START Data extract

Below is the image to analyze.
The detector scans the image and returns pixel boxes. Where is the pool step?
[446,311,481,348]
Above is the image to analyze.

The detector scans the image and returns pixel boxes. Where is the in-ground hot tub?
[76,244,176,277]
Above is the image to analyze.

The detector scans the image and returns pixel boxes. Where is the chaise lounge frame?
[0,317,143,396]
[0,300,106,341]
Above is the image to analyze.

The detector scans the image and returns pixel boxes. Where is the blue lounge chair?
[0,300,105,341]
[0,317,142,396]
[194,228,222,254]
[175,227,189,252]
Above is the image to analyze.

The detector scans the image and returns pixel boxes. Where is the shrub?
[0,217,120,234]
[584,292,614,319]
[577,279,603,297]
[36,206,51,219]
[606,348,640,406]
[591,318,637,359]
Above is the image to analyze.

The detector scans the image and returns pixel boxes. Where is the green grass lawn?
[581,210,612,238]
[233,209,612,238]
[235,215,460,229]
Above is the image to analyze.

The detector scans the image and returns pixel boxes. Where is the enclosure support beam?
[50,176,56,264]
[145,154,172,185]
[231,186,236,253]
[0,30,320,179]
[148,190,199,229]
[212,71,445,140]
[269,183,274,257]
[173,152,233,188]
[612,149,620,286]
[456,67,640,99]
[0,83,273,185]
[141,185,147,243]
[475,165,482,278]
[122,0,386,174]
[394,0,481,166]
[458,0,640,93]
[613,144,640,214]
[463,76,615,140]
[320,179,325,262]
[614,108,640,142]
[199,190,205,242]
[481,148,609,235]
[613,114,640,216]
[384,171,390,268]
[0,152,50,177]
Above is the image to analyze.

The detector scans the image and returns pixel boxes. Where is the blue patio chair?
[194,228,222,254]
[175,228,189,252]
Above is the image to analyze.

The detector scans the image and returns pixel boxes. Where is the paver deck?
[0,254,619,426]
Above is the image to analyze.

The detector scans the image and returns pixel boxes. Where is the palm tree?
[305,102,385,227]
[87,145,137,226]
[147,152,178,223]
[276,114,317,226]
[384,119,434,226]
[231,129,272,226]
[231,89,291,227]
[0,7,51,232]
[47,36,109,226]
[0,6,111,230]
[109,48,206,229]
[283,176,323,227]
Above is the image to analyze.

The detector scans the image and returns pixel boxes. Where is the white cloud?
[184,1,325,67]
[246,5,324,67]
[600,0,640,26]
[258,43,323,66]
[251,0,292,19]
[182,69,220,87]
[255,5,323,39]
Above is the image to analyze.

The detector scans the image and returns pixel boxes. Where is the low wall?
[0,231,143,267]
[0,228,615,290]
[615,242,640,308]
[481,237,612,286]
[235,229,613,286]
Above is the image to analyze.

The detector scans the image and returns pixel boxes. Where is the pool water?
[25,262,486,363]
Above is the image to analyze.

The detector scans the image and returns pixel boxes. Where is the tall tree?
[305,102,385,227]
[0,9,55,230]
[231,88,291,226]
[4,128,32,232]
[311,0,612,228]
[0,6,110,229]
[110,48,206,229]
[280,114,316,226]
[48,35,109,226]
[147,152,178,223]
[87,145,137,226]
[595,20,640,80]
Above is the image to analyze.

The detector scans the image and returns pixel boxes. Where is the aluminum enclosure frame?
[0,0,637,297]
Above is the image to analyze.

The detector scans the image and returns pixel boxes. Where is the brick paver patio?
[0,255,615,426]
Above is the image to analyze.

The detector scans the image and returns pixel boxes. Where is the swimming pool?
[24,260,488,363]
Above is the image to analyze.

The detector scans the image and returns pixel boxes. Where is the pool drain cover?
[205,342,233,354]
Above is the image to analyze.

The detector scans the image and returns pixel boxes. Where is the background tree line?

END Data extract
START Data extract

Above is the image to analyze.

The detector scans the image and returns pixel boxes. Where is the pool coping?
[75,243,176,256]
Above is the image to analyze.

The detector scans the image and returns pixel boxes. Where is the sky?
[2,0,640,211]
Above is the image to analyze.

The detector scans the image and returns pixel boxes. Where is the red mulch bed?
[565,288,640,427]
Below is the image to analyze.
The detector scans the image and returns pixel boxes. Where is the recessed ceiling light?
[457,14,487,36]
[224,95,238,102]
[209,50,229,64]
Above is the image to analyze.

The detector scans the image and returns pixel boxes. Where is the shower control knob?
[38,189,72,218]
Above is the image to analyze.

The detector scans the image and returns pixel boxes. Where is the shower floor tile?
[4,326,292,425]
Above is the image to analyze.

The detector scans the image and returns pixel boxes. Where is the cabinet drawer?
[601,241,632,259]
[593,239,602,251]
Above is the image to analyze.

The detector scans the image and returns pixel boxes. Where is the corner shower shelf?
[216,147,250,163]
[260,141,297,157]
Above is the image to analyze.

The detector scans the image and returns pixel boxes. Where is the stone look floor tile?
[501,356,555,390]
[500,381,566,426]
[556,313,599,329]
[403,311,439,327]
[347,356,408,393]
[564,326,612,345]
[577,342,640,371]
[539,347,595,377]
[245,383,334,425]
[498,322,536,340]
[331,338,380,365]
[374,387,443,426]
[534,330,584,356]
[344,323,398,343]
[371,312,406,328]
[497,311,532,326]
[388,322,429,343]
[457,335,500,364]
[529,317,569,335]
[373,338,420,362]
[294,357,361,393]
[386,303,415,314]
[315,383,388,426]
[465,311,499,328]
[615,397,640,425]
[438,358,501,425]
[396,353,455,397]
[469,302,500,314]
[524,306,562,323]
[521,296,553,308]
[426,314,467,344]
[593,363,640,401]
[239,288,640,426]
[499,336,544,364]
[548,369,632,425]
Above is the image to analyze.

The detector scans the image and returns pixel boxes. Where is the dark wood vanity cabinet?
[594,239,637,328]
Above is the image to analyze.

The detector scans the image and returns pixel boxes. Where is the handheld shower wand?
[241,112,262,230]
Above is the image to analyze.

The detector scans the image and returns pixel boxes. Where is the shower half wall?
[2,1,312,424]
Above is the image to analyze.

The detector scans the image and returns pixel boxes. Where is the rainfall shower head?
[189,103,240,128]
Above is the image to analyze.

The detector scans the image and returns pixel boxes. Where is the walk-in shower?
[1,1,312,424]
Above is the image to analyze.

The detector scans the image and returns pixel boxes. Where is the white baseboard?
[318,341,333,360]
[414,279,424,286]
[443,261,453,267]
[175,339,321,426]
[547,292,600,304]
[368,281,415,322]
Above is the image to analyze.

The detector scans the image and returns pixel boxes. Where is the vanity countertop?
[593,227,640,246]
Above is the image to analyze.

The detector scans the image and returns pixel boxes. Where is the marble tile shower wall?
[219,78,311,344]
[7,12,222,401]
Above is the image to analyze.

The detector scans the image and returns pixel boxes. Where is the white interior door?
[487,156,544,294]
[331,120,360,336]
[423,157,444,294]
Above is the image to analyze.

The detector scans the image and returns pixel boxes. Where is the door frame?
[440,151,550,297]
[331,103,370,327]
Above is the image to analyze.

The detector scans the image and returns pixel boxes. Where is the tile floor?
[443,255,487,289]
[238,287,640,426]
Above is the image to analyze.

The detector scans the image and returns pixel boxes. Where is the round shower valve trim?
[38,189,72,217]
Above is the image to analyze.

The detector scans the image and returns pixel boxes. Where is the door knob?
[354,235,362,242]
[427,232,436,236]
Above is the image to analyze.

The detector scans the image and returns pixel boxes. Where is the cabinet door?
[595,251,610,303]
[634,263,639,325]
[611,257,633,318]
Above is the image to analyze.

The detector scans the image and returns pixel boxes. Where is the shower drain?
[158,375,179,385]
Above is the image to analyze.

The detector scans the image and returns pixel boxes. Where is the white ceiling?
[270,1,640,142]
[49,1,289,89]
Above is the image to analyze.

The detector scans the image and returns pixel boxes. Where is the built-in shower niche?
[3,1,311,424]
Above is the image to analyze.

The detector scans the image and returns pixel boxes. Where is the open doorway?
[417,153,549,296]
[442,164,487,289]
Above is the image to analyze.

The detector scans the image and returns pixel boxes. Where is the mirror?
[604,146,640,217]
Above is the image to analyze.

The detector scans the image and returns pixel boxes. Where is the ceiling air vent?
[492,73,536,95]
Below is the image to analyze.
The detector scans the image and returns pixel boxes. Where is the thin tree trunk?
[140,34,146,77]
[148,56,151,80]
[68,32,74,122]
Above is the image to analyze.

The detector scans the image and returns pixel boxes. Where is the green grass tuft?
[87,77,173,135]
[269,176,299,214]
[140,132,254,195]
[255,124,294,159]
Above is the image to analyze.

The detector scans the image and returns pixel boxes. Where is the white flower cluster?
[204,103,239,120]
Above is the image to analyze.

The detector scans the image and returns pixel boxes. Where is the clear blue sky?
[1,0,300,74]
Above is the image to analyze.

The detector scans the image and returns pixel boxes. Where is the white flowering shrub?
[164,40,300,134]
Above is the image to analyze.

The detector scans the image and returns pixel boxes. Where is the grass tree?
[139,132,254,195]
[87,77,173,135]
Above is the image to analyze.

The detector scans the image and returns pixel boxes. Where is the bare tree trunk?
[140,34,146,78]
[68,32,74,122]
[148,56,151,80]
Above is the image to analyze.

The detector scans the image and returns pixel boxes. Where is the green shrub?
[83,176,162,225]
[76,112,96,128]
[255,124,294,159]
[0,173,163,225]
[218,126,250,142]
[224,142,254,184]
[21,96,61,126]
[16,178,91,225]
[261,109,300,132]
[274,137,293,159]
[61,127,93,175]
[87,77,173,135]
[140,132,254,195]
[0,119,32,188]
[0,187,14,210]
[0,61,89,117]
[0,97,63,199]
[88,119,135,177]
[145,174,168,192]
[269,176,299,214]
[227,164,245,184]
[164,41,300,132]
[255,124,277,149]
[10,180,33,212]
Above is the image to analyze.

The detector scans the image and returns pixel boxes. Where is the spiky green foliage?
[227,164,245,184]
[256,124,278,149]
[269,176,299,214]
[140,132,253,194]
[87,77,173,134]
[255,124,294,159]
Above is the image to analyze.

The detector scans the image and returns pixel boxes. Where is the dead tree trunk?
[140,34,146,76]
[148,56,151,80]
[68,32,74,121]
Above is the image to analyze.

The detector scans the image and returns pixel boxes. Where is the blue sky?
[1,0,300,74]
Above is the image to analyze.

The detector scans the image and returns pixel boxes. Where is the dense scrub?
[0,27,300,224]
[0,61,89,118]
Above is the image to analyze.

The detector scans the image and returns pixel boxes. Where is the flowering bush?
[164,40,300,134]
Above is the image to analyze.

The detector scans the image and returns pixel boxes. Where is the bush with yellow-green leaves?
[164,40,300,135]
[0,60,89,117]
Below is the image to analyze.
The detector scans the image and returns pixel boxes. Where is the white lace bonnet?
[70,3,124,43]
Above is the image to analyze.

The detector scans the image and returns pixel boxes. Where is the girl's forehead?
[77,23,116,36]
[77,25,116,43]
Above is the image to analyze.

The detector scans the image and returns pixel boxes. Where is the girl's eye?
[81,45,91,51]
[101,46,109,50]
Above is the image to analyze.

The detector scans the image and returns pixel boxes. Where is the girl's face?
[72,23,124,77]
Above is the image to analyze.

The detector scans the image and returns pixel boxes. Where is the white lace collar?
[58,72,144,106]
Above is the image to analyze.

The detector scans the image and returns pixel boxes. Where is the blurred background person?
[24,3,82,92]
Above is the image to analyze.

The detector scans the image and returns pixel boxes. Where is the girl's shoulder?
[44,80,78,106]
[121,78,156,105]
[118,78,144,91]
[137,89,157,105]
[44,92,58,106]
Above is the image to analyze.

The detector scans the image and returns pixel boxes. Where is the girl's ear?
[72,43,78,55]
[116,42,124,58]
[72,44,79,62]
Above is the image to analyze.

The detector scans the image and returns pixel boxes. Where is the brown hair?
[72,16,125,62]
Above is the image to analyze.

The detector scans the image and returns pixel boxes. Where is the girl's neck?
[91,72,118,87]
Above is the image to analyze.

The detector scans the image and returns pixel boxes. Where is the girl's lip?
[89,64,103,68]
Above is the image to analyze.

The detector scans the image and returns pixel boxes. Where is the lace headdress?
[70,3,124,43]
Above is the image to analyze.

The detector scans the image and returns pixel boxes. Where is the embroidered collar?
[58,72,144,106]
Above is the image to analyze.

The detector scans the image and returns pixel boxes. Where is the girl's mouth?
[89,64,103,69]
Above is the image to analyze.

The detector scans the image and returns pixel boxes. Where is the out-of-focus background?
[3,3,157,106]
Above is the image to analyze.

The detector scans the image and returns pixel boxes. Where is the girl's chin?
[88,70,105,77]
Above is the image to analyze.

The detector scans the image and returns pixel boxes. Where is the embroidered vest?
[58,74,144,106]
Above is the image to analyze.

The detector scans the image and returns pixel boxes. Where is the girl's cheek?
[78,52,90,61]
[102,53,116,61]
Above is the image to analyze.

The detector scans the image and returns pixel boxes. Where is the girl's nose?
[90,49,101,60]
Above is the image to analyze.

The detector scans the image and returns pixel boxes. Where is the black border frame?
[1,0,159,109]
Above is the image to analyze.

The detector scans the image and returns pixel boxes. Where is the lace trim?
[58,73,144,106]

END Data extract

§ Work task: Within the material above, copy exactly the lines from the line that holds "brick paver patio?" up to and including the line that holds "background tree line?".

§ Written reply:
The detector scans the image and returns pixel boxes. Where is the brick paver patio?
[0,255,615,426]
Above is the image to analyze.

The detector scans the image and returns pixel boxes. Where is the swimming pool?
[24,260,488,363]
Above is the image to analyze.

The detector scans the image and returns pixel boxes. Where is the pool drain cover?
[205,342,233,354]
Above is the image to analyze.

The detector scans the image and returns pixel boxes. Where is the background tree line?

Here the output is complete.